++++ THE DATA ++++

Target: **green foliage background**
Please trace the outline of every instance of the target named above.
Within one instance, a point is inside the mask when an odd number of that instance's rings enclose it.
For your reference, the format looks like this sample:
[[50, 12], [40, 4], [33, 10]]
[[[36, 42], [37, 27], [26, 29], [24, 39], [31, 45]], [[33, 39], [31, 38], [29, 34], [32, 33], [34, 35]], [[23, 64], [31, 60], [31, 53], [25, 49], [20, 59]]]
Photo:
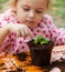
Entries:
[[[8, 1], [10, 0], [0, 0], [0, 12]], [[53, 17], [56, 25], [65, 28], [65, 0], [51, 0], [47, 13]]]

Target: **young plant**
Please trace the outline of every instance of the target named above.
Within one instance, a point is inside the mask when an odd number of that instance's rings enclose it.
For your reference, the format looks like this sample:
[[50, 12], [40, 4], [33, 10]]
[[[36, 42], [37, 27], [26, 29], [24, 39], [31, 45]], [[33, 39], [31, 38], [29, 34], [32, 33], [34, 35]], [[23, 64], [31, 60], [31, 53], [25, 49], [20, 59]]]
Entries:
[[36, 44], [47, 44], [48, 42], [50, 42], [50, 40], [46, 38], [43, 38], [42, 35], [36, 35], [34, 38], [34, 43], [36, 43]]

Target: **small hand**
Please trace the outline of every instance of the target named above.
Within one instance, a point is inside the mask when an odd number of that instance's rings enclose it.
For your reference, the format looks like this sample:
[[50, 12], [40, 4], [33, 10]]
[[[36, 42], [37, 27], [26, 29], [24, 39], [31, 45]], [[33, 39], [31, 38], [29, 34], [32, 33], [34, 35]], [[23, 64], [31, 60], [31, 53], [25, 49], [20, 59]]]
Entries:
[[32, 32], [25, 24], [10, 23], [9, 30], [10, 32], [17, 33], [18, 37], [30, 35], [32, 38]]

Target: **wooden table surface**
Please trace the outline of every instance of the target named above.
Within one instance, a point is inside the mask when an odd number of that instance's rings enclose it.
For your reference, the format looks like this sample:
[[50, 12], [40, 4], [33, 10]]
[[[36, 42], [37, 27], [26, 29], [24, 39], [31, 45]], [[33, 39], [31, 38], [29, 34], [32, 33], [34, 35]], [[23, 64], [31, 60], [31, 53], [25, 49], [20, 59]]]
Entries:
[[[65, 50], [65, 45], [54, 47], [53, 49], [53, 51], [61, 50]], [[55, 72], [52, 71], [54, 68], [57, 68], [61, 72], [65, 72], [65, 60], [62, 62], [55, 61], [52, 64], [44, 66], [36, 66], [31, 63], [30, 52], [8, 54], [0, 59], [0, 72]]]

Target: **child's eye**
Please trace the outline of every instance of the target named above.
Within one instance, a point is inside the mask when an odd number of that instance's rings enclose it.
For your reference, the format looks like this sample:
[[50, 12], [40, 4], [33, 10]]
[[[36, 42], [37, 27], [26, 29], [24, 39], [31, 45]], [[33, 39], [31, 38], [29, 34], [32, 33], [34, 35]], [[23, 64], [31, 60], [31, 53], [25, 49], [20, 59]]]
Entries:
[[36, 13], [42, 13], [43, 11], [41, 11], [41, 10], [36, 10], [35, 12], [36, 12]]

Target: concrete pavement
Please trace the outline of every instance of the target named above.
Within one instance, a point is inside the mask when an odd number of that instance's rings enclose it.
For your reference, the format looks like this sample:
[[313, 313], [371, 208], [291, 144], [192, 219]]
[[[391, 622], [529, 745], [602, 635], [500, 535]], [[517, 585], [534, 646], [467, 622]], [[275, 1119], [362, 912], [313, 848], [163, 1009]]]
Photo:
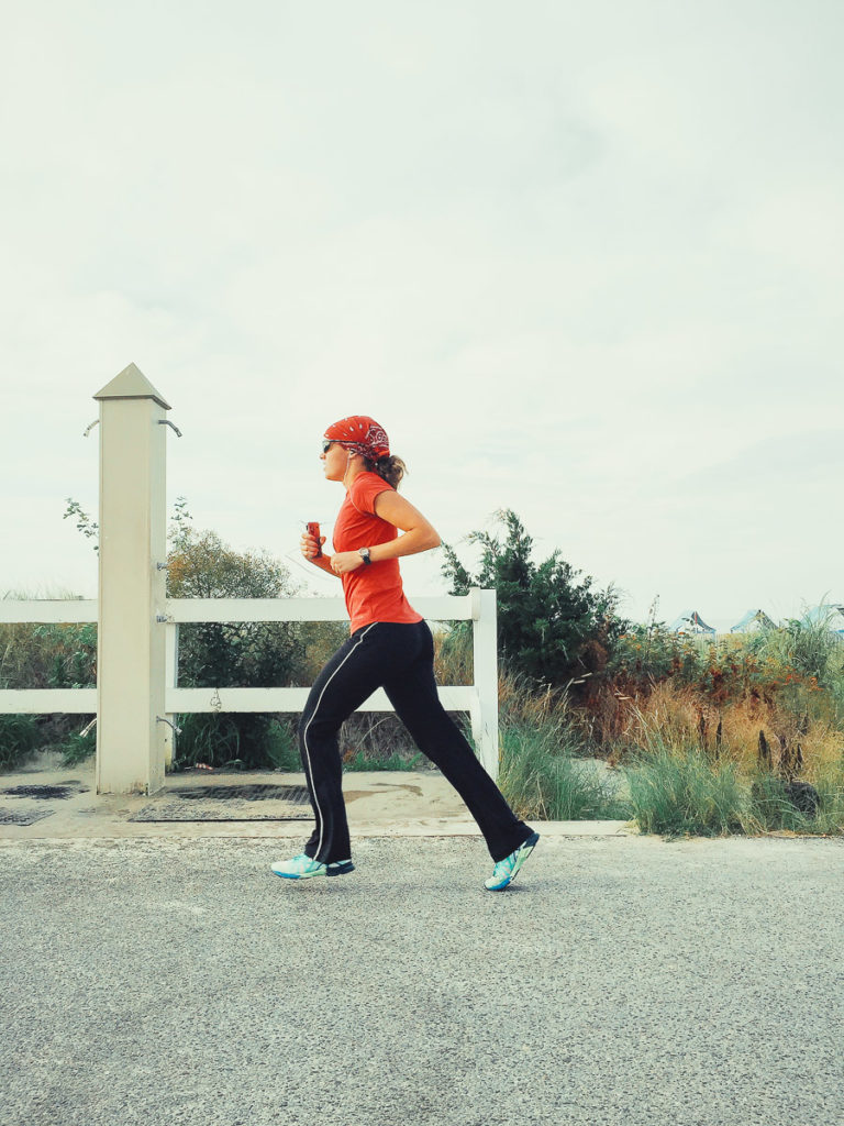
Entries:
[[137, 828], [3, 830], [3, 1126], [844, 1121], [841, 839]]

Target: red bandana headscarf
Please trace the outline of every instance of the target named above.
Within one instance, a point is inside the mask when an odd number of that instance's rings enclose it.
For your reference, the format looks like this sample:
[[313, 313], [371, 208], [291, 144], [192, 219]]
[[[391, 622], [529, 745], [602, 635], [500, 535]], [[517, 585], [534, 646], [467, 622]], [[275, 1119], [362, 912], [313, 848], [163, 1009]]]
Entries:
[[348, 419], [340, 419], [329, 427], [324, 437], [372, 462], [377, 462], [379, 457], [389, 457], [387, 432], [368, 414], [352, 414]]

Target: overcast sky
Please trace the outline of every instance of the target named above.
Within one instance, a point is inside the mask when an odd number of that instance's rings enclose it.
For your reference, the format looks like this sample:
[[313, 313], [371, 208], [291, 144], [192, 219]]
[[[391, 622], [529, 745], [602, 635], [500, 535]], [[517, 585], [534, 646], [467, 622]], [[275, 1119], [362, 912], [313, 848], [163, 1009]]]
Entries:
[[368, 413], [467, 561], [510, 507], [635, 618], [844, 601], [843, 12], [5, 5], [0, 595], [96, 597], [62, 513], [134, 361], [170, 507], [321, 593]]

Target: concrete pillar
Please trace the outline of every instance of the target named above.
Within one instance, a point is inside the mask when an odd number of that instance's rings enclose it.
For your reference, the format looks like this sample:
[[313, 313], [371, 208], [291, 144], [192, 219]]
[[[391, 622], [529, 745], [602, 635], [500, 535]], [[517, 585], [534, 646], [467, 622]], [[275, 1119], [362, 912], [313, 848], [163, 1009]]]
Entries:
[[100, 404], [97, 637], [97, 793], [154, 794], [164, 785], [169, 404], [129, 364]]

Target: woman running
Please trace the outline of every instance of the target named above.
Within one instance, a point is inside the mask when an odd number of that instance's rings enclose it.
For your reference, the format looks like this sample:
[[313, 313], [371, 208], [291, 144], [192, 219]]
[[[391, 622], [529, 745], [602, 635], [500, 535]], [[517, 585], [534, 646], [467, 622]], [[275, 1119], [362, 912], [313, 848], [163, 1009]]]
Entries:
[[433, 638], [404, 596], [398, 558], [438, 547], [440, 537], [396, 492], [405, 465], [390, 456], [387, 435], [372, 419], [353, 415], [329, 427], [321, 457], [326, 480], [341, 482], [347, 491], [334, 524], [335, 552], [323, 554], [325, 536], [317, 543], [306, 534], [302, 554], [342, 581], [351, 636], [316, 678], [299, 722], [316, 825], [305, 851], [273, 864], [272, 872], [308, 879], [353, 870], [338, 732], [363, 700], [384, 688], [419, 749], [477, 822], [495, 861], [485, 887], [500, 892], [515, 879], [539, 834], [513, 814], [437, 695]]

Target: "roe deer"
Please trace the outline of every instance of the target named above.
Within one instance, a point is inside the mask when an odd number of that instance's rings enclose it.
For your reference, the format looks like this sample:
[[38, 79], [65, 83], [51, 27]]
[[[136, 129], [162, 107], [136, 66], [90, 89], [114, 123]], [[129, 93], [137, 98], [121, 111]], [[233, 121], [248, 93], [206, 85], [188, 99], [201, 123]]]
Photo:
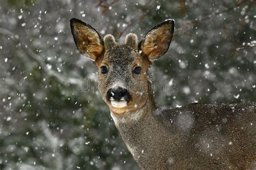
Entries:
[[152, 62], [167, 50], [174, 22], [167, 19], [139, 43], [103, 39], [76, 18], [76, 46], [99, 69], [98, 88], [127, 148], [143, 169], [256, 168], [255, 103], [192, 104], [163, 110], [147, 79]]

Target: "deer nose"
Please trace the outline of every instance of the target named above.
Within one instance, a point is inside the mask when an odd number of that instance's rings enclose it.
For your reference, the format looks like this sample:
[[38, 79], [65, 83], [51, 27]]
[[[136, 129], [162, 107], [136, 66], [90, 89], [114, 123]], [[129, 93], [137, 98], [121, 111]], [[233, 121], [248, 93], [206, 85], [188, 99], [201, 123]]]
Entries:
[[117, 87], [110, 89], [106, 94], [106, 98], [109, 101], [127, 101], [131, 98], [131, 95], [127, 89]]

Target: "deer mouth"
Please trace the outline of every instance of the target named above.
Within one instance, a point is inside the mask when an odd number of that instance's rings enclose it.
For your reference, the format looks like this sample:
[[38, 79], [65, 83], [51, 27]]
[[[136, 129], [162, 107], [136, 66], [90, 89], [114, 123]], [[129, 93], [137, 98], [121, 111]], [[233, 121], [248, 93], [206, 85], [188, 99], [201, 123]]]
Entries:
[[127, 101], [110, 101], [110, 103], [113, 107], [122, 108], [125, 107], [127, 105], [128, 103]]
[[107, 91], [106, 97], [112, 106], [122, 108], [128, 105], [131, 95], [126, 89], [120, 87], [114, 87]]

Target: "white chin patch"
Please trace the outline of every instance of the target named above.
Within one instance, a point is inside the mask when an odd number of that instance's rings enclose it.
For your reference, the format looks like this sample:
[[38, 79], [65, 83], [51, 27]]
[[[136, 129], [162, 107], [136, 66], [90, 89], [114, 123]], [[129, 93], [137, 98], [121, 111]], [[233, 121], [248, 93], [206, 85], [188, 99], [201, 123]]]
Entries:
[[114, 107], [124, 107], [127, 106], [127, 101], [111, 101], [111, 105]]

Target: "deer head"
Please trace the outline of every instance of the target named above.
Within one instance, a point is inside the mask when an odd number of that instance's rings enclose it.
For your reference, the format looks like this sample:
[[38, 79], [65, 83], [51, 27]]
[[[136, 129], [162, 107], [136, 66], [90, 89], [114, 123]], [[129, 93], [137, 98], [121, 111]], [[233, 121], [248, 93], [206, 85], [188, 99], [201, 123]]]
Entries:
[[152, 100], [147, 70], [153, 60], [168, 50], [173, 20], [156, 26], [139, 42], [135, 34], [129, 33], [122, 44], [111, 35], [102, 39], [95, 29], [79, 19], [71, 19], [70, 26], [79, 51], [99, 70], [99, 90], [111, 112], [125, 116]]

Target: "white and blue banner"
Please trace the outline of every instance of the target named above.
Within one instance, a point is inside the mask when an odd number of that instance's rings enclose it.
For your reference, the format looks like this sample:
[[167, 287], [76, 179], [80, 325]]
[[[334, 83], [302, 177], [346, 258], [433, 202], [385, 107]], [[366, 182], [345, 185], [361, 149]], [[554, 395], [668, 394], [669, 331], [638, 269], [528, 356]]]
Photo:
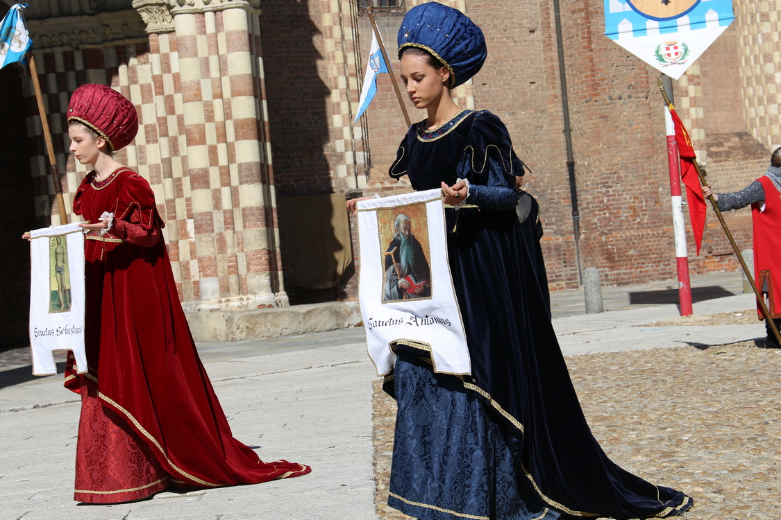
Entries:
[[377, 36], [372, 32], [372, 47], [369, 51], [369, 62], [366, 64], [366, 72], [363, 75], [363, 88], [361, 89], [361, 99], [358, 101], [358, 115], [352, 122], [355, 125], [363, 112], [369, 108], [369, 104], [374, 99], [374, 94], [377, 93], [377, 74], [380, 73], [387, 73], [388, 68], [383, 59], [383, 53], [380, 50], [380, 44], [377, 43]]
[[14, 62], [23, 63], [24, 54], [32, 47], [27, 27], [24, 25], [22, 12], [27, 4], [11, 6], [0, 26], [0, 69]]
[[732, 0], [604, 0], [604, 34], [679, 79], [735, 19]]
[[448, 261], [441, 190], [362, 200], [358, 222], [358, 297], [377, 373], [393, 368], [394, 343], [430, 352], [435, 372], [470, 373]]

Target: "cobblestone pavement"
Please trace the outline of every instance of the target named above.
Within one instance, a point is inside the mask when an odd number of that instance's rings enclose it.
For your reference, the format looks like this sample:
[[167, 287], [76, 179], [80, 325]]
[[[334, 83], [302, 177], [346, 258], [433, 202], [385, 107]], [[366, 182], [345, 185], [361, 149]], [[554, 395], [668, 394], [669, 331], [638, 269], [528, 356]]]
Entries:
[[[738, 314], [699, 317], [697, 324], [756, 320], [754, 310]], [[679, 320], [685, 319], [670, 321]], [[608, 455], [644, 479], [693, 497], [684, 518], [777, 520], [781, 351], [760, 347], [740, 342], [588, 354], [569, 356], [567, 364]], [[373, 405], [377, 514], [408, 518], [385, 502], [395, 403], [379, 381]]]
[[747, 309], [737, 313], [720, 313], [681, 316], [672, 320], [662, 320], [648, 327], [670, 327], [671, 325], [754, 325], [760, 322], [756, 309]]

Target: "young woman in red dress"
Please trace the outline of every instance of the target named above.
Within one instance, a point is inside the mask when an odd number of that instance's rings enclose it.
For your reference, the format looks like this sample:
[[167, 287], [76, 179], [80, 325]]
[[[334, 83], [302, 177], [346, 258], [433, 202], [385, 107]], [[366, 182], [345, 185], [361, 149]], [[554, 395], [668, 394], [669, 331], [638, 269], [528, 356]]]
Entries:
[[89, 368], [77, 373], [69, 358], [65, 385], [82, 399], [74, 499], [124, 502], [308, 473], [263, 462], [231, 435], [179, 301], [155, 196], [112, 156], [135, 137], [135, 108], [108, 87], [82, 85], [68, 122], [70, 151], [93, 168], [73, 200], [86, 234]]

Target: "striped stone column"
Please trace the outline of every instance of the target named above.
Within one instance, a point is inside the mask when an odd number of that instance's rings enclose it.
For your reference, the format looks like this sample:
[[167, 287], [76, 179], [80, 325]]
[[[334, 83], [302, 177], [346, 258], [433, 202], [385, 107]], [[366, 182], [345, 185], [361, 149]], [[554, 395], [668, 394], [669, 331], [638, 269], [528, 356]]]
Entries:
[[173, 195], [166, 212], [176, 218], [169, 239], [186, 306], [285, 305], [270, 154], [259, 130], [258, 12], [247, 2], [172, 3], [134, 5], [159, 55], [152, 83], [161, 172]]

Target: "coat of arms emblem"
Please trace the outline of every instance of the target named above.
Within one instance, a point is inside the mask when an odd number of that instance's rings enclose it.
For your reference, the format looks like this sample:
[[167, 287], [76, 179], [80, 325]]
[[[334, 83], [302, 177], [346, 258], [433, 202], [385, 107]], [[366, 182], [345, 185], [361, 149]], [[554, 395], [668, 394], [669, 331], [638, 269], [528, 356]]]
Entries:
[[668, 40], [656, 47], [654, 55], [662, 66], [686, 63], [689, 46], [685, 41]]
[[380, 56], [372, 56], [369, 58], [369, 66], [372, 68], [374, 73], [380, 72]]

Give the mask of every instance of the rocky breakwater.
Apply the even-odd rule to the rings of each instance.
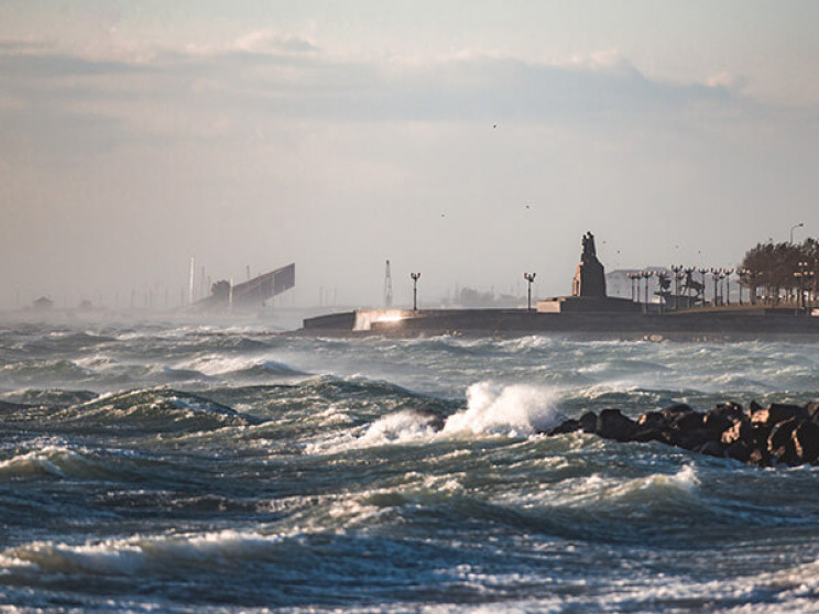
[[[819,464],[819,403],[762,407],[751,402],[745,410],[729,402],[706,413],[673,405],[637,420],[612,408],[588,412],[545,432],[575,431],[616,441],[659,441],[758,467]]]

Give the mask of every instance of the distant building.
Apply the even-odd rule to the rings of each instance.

++++

◆ **GIVEN INSTRUCTION**: Express the entries from their start through the line containing "43], [36, 43]]" as a Markdown table with the columns Row and Entry line, one numbered row per line. Leave out blank lines and the pictures.

◆ **RESULT BELOW**:
| Row | Entry line |
|---|---|
| 1 | Target: **green foliage background** |
| 2 | Please trace the outline of every instance of the target named above. |
| 3 | Within one instance, a point is inside the mask when an odd number of that instance's rings enclose it. |
| 4 | For your reference, the format looks like this sample: |
| 5 | [[50, 12], [40, 4], [33, 10]] |
| 6 | [[[36, 42], [37, 27], [26, 29], [24, 39], [31, 45]], [[33, 39], [31, 38], [29, 34], [32, 33], [34, 35]], [[23, 64], [31, 60], [31, 53], [25, 49], [20, 59]]] |
| 7 | Photo: |
| 8 | Entries: |
| 9 | [[[8, 1], [10, 0], [0, 0], [0, 12]], [[53, 17], [56, 25], [65, 28], [65, 0], [51, 0], [47, 13]]] |
| 10 | Target: **young plant** |
| 11 | Please trace the outline of every instance of the target named above. |
| 12 | Within one instance, a point is inside the mask when an odd number of that instance's rings enclose it. |
| 13 | For your reference, the format looks like this sample: |
| 14 | [[50, 12], [40, 4], [33, 10]] |
| 15 | [[[36, 42], [37, 27], [26, 29], [24, 39], [31, 45]], [[33, 39], [31, 38], [29, 34], [32, 33], [34, 35]], [[23, 64], [31, 60], [31, 53], [25, 49], [20, 59]]] |
| 16 | Entries: |
| 17 | [[36, 44], [47, 44], [48, 42], [50, 42], [50, 40], [46, 38], [43, 38], [42, 35], [36, 35], [34, 38], [34, 43], [36, 43]] |